[Data items]
════════════════════
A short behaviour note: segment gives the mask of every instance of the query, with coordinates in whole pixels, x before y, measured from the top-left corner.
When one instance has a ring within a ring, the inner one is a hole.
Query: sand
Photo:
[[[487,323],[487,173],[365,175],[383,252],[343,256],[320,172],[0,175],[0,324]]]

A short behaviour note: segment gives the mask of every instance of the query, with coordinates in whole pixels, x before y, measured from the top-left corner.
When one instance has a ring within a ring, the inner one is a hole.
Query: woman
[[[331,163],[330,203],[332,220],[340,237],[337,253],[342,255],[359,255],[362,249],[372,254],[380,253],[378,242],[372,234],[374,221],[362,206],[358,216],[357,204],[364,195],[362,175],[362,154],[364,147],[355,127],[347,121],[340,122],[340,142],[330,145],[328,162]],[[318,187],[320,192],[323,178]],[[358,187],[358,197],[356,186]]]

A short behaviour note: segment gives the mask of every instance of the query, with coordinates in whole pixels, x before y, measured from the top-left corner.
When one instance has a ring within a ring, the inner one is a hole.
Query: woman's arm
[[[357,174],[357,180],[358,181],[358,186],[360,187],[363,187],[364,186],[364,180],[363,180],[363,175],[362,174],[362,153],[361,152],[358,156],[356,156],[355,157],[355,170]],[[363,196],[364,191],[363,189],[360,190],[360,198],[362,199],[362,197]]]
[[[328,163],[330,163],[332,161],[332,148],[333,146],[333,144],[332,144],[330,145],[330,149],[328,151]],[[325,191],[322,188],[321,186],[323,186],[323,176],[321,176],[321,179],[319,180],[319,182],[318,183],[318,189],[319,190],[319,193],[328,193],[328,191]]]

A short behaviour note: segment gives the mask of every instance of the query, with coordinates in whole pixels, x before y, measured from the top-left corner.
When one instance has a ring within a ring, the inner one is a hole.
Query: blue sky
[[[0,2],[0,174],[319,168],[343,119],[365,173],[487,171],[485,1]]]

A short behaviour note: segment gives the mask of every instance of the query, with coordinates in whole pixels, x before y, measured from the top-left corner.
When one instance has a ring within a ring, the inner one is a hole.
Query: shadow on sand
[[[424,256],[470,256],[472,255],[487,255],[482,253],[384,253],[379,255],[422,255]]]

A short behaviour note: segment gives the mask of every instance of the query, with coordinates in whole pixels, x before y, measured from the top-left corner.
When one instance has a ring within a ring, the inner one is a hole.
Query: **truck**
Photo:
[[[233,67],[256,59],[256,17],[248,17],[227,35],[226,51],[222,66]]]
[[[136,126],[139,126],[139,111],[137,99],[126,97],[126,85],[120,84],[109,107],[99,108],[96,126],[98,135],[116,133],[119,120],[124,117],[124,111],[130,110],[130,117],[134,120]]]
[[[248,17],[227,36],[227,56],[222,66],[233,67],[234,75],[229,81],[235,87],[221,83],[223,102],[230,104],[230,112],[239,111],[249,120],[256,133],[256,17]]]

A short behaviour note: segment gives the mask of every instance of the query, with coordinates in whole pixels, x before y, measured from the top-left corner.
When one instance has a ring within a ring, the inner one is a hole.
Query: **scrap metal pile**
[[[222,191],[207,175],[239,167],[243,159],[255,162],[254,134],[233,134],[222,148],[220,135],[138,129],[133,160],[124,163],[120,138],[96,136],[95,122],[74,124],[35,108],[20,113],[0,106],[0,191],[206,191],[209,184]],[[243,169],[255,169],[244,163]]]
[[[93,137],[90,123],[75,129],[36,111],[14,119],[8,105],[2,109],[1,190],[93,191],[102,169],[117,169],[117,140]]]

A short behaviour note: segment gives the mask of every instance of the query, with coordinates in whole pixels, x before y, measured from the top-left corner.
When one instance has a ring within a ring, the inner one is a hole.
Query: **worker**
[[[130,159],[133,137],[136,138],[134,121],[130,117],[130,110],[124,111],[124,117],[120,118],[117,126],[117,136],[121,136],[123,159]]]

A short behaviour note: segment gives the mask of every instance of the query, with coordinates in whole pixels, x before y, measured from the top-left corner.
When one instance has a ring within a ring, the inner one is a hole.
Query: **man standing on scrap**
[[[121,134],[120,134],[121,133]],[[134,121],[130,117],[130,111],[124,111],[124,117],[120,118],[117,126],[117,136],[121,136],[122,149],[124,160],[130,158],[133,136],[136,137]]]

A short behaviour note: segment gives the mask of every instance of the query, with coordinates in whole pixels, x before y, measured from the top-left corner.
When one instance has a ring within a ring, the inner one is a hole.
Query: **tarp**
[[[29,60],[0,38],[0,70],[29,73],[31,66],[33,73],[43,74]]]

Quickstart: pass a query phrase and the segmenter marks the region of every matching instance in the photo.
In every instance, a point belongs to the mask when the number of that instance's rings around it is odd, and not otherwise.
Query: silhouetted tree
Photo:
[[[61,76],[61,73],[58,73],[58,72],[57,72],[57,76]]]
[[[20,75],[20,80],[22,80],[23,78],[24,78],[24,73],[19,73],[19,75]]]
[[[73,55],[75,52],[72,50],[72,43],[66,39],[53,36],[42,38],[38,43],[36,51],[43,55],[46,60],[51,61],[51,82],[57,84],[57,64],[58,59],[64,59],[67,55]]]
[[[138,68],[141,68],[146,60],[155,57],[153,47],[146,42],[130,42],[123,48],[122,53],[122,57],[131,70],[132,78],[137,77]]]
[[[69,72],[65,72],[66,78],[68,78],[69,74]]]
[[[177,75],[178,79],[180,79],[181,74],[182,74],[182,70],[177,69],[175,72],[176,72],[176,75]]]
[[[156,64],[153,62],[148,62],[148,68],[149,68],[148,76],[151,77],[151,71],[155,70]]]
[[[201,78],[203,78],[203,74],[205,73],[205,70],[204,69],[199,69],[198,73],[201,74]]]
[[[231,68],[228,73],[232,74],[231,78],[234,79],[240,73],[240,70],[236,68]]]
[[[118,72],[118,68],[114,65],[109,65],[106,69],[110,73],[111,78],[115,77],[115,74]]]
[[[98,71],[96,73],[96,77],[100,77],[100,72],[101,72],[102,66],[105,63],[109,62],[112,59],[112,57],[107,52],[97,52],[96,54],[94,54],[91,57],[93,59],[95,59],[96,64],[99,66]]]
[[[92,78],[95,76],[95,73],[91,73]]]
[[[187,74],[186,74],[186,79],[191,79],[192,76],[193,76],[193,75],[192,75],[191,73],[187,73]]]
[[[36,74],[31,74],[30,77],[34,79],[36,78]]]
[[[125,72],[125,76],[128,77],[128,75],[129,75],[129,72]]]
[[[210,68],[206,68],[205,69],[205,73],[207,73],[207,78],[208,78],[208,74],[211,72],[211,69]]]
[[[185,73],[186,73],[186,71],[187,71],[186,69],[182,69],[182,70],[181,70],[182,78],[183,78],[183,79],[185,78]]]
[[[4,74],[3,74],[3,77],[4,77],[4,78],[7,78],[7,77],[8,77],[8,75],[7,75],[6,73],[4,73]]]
════════════════════
= What you are asked to do =
Write the listing out again, exactly as it reads.

= Result =
A short behaviour note: segment gives the mask of every instance of the query, with coordinates in whole pixels, x before y, measured from the top-left corner.
When one instance has a ring within a ring, the inner one is a hole.
Query: sand
Photo:
[[[487,323],[487,173],[365,175],[383,252],[343,256],[320,172],[0,175],[0,324]]]

A short behaviour note: segment gives the mask of every instance of the query, with coordinates in whole pixels, x before y, measured from the top-left corner.
When one instance has a ring within a ring, the inner one is a hole.
Query: woman
[[[331,163],[330,203],[332,220],[340,237],[337,253],[342,255],[359,255],[362,249],[372,254],[380,253],[378,242],[372,234],[374,221],[362,206],[358,216],[357,204],[364,195],[362,175],[362,154],[364,147],[355,127],[347,121],[340,122],[340,142],[330,145],[328,162]],[[318,187],[320,192],[323,178]],[[358,187],[358,197],[356,186]]]

A short behaviour note: segment gives the mask of every instance of the query, with coordinates in whole pixels, x before y, measured from the top-left corner.
When one instance has a ring within a ring, the inner one is a hole.
Query: woman's arm
[[[357,174],[357,180],[358,181],[358,186],[360,187],[363,187],[364,186],[364,180],[363,180],[363,175],[362,174],[362,153],[361,152],[358,156],[356,156],[355,157],[355,170]],[[363,196],[364,191],[363,189],[360,190],[360,198],[362,199],[362,197]]]
[[[328,163],[330,163],[332,161],[332,148],[333,146],[333,144],[332,144],[330,145],[330,149],[328,151]],[[325,191],[322,188],[321,186],[323,186],[323,176],[321,176],[321,179],[319,180],[319,182],[318,183],[318,189],[319,190],[319,193],[328,193],[328,191]]]

A short behaviour note: segment gives the mask of every instance of the query, with coordinates in whole pixels, x before y, measured from the top-left corner.
When one instance has a ring within a ring, the inner one is a hole.
Query: blue sky
[[[0,2],[0,174],[319,168],[343,119],[365,173],[487,171],[485,1]]]

A short behaviour note: segment gives the mask of every instance of the query, with coordinates in whole pixels, x before y, measured from the top-left corner.
When one instance has a ring within a ring, the inner one is a hole.
Query: shadow on sand
[[[424,256],[470,256],[472,255],[487,255],[482,253],[384,253],[379,255],[422,255]]]

A short behaviour note: segment gives the mask of every instance of the query, with coordinates in whole pixels, x before y, measured from the top-left corner.
When one instance has a ring within a ring, the inner one is a hole.
Query: **truck**
Photo:
[[[233,67],[256,59],[256,17],[248,17],[227,35],[226,51],[222,66]]]
[[[136,126],[139,126],[139,111],[137,99],[126,97],[126,85],[120,84],[109,107],[99,108],[96,126],[98,135],[116,133],[119,120],[124,117],[124,111],[130,110],[130,117],[134,120]]]
[[[248,17],[227,36],[227,56],[222,66],[233,67],[234,75],[229,81],[235,87],[221,83],[223,102],[230,104],[230,112],[239,111],[249,120],[256,133],[256,17]]]

A short behaviour note: segment gives the mask of every instance of the query, with coordinates in whole pixels, x before y, measured from the top-left corner.
When one instance has a ring within a ring, the inner one is a hole.
Query: **scrap metal pile**
[[[222,191],[207,175],[239,167],[243,159],[255,162],[254,134],[233,134],[222,148],[220,135],[138,129],[133,160],[124,163],[120,138],[96,136],[95,122],[74,124],[35,108],[20,113],[0,106],[0,191],[206,191],[209,184]],[[243,169],[255,169],[244,163]]]
[[[93,137],[90,123],[75,129],[36,111],[14,119],[8,105],[2,109],[1,190],[93,191],[102,169],[117,169],[117,140]]]

A short behaviour note: segment gives the mask of every instance of the query, with coordinates in whole pixels, x before y, measured from the top-left corner.
When one instance has a ring within a ring, the inner one is a hole.
Query: **worker**
[[[130,159],[133,137],[136,138],[134,121],[130,117],[130,110],[124,111],[124,117],[120,118],[117,126],[117,136],[121,136],[123,159]]]

A short behaviour note: segment gives the mask of every instance of the query, with coordinates in whole pixels, x before y, measured from the top-left corner.
When one instance has a ring within a ring, the inner one is a hole.
Query: **man standing on scrap**
[[[121,134],[120,134],[121,133]],[[134,121],[130,117],[130,111],[124,111],[124,117],[120,118],[117,126],[117,136],[121,136],[122,149],[124,160],[130,158],[133,136],[136,137]]]

A short behaviour note: segment gives the mask of every instance of the query, with coordinates in whole pixels, x before y, measured from the top-left corner.
When one instance has a ring within a ring, the inner one is a hole.
Query: **tarp**
[[[29,60],[0,38],[0,70],[29,73],[31,66],[33,73],[43,74]]]

Quickstart: pass a query phrase and the segmenter marks the region of every matching instance in the photo.
In every instance, a point belongs to the mask when the number of that instance's rings around it is odd, and not otherwise.
Query: silhouetted tree
Photo:
[[[61,76],[61,73],[58,73],[58,72],[57,72],[57,76]]]
[[[20,75],[20,80],[22,80],[23,78],[24,78],[24,73],[19,73],[19,75]]]
[[[73,55],[75,52],[72,50],[72,43],[66,39],[53,36],[42,38],[38,43],[36,51],[43,55],[46,60],[51,61],[51,82],[57,84],[57,64],[58,59],[64,59],[67,55]]]
[[[138,68],[141,68],[146,60],[155,57],[153,47],[146,42],[130,42],[123,48],[122,53],[122,57],[131,70],[132,78],[137,77]]]
[[[69,72],[65,72],[66,78],[68,78],[69,74]]]
[[[177,75],[178,79],[180,79],[181,74],[182,74],[182,70],[177,69],[175,72],[176,72],[176,75]]]
[[[156,64],[153,62],[148,62],[148,68],[149,68],[148,76],[151,77],[151,71],[155,70]]]
[[[201,78],[203,78],[203,74],[205,73],[205,70],[204,69],[199,69],[198,73],[201,74]]]
[[[231,68],[228,73],[232,74],[231,78],[234,79],[240,73],[240,70],[236,68]]]
[[[118,72],[118,68],[114,65],[109,65],[106,69],[110,73],[111,78],[115,77],[115,74]]]
[[[98,71],[96,73],[96,77],[100,77],[100,72],[101,72],[102,66],[105,63],[109,62],[112,59],[112,57],[107,52],[97,52],[96,54],[94,54],[91,57],[93,59],[95,59],[96,64],[99,66]]]
[[[92,78],[95,76],[95,73],[91,73]]]
[[[187,74],[186,74],[186,79],[191,79],[192,76],[193,76],[193,75],[192,75],[191,73],[187,73]]]
[[[36,74],[31,74],[30,77],[34,79],[36,78]]]
[[[125,72],[125,76],[128,77],[128,75],[129,75],[129,72]]]
[[[210,68],[206,68],[205,69],[205,73],[207,73],[207,78],[208,78],[208,74],[211,72],[211,69]]]
[[[185,73],[186,73],[186,71],[187,71],[186,69],[182,69],[182,70],[181,70],[182,78],[183,78],[183,79],[185,78]]]
[[[4,74],[3,74],[3,77],[4,77],[4,78],[7,78],[7,77],[8,77],[8,75],[7,75],[6,73],[4,73]]]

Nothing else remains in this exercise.